Please revise the material from the line containing "Target: washer lid" through its final line, swapping "white wall" for "bare wall" and leaving everything else untouched.

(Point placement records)
────
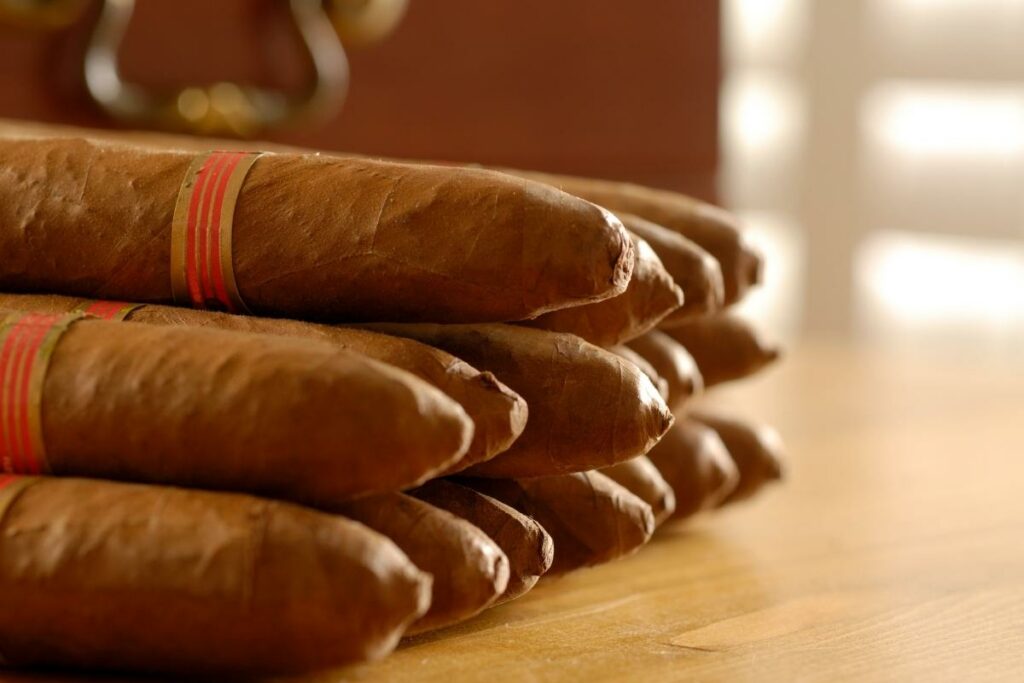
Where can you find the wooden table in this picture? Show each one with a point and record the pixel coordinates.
(895, 550)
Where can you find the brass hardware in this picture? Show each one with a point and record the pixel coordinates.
(221, 109)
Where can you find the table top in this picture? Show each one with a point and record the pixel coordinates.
(894, 551)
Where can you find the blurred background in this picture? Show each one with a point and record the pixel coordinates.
(875, 147)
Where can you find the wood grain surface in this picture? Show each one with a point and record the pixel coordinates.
(895, 550)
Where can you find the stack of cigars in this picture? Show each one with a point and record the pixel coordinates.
(272, 411)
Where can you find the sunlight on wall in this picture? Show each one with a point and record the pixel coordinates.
(960, 120)
(776, 304)
(914, 283)
(763, 31)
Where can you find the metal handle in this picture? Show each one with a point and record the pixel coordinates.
(222, 109)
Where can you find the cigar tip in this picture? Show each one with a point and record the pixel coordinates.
(625, 259)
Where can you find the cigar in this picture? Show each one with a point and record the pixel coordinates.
(640, 477)
(470, 570)
(725, 347)
(757, 450)
(591, 518)
(650, 296)
(710, 227)
(644, 367)
(588, 408)
(288, 418)
(694, 270)
(98, 574)
(527, 546)
(696, 464)
(298, 235)
(673, 364)
(499, 414)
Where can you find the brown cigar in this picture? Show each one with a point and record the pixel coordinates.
(756, 449)
(725, 347)
(693, 269)
(644, 367)
(588, 408)
(712, 228)
(290, 418)
(311, 236)
(470, 570)
(526, 544)
(697, 466)
(499, 414)
(673, 363)
(650, 296)
(591, 518)
(97, 574)
(642, 478)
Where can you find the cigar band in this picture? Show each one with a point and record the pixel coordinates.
(27, 342)
(108, 310)
(202, 268)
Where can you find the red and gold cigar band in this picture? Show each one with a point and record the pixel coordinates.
(27, 342)
(202, 269)
(108, 310)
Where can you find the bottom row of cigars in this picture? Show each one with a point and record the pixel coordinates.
(289, 589)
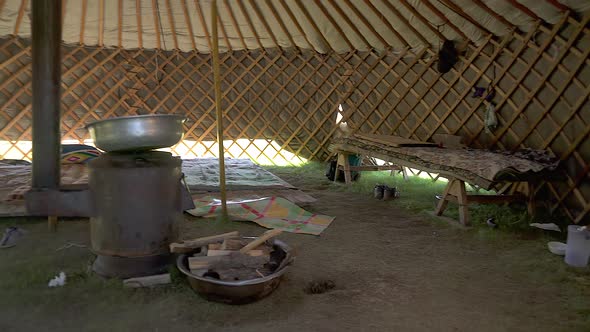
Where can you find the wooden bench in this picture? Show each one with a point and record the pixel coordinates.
(522, 189)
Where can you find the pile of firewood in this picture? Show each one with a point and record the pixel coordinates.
(229, 257)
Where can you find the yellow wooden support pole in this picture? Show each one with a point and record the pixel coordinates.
(219, 111)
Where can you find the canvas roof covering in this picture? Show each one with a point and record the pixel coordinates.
(321, 25)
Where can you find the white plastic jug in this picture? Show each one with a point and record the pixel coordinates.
(577, 251)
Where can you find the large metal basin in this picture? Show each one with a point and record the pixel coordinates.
(236, 292)
(137, 133)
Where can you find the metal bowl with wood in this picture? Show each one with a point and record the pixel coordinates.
(241, 291)
(137, 133)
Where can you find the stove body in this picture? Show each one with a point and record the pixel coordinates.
(137, 201)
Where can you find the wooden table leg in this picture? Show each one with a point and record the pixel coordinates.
(404, 173)
(442, 204)
(347, 173)
(52, 223)
(531, 202)
(463, 205)
(455, 188)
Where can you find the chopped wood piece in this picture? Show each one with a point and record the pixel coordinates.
(189, 245)
(233, 244)
(203, 262)
(199, 272)
(260, 240)
(160, 279)
(228, 252)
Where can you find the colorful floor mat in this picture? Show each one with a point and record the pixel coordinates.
(271, 212)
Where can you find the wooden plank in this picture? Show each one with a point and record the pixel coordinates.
(203, 262)
(139, 25)
(421, 17)
(262, 19)
(351, 24)
(234, 24)
(221, 252)
(101, 23)
(394, 141)
(83, 20)
(260, 240)
(192, 244)
(368, 25)
(19, 17)
(250, 24)
(189, 24)
(374, 168)
(410, 26)
(388, 25)
(156, 23)
(334, 24)
(444, 19)
(149, 281)
(311, 21)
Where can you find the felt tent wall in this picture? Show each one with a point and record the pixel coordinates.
(288, 65)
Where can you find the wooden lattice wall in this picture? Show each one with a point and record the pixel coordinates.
(289, 99)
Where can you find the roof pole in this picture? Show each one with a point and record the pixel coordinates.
(219, 112)
(46, 36)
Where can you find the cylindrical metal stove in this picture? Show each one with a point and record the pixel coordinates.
(137, 209)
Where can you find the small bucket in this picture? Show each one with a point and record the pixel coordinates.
(577, 251)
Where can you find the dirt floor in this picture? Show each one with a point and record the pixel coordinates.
(394, 270)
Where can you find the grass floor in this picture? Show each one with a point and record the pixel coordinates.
(396, 268)
(418, 195)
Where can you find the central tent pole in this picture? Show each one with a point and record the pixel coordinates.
(219, 112)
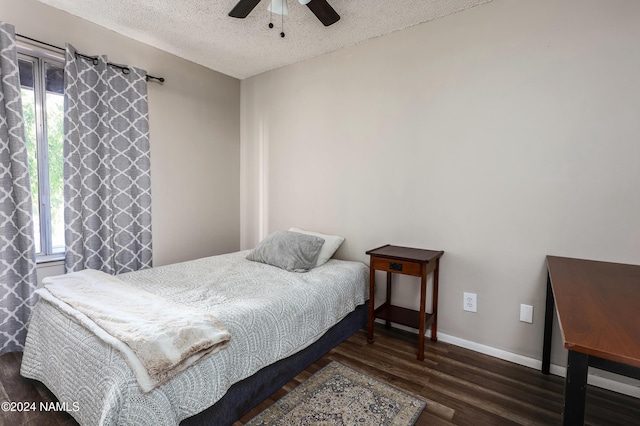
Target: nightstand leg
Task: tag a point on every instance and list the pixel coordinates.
(434, 324)
(372, 287)
(387, 323)
(423, 301)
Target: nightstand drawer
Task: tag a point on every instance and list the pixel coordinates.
(397, 266)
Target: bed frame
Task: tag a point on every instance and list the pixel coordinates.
(243, 396)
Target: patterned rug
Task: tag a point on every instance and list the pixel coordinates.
(338, 395)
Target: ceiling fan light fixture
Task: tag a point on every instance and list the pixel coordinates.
(278, 7)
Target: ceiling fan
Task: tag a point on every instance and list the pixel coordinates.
(323, 10)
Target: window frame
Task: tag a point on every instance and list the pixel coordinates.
(40, 56)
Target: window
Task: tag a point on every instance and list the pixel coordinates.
(42, 78)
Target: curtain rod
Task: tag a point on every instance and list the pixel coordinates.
(94, 59)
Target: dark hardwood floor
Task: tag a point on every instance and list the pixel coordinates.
(461, 387)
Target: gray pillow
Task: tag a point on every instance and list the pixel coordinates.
(288, 250)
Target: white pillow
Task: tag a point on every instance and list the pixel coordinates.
(331, 244)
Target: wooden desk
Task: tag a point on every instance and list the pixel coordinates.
(598, 306)
(407, 261)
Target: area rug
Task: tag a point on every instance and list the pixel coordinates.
(339, 395)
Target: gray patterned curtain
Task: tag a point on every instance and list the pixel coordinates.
(18, 279)
(107, 188)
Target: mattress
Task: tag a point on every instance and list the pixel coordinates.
(270, 313)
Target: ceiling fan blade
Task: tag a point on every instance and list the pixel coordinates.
(243, 8)
(324, 12)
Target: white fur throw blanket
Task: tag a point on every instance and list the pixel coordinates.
(158, 337)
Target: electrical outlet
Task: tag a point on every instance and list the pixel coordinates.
(470, 302)
(526, 313)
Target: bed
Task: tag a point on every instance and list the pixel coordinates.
(280, 322)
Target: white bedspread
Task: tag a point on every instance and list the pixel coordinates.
(270, 313)
(158, 338)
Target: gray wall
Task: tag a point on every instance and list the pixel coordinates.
(499, 134)
(195, 134)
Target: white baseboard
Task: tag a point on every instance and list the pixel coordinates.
(598, 381)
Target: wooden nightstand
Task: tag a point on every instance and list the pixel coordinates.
(407, 261)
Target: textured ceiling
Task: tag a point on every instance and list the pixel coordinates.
(201, 31)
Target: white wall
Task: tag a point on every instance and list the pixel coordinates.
(499, 134)
(194, 120)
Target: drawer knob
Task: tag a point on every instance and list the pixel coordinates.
(395, 266)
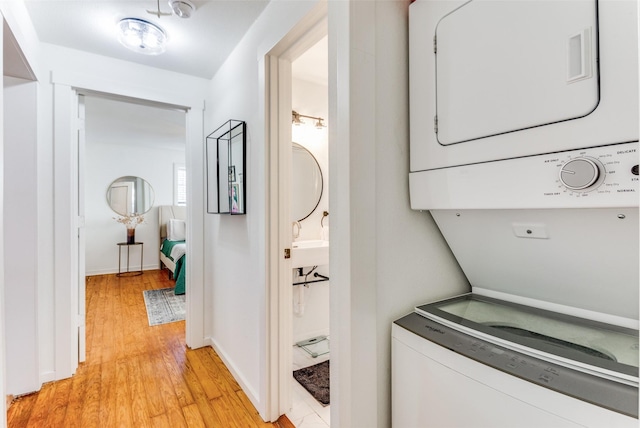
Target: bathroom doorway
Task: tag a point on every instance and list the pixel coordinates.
(310, 226)
(285, 93)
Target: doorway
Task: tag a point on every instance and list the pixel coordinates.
(310, 210)
(126, 139)
(280, 87)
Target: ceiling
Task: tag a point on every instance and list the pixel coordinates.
(197, 46)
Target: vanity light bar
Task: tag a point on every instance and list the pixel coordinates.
(295, 119)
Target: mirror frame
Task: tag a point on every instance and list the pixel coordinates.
(130, 179)
(293, 143)
(226, 172)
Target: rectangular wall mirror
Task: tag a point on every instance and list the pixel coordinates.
(225, 169)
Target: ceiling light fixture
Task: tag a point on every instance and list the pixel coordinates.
(295, 119)
(182, 8)
(142, 36)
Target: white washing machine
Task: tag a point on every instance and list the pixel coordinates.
(524, 148)
(474, 361)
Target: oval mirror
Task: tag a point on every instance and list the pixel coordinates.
(130, 196)
(306, 183)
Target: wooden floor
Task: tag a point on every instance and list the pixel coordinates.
(136, 375)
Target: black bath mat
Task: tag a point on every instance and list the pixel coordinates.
(315, 379)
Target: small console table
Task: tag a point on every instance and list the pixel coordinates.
(129, 272)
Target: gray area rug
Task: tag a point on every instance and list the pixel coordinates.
(315, 379)
(163, 306)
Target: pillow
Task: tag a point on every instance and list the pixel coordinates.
(176, 230)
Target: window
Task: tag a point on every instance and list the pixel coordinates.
(179, 184)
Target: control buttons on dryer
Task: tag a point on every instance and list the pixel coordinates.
(580, 173)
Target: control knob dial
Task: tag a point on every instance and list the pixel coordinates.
(580, 173)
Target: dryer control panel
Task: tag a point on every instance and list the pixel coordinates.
(603, 169)
(597, 177)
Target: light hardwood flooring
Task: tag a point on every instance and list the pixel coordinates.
(136, 375)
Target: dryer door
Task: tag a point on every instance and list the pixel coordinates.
(486, 86)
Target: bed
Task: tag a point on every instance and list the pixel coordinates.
(172, 222)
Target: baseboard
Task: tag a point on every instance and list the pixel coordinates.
(48, 376)
(250, 393)
(10, 400)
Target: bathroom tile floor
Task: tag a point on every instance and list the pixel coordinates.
(306, 411)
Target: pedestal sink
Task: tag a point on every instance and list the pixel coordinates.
(313, 252)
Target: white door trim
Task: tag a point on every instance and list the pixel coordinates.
(277, 68)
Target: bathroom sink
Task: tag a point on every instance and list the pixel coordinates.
(313, 252)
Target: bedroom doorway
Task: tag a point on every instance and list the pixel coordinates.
(133, 139)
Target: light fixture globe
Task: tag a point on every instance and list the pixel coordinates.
(182, 8)
(142, 36)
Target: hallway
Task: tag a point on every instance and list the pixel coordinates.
(136, 375)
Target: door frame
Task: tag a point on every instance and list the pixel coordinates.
(278, 82)
(67, 87)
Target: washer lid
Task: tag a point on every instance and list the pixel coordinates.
(504, 66)
(594, 346)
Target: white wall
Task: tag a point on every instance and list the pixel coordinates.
(20, 235)
(235, 245)
(385, 257)
(313, 100)
(105, 163)
(388, 258)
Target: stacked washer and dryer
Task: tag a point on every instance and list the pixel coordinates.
(524, 148)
────
> **Exercise response**:
Target: washer lid
Task: tag a point on every instance and list the pixel coordinates.
(504, 66)
(594, 346)
Target: bare wall
Task: tag a point on every instance and list the pixel coordinates.
(20, 235)
(235, 245)
(385, 257)
(313, 100)
(105, 163)
(388, 258)
Target: stacked washer and dryer
Task: tag a point on every instance and list the pixel coordinates.
(524, 148)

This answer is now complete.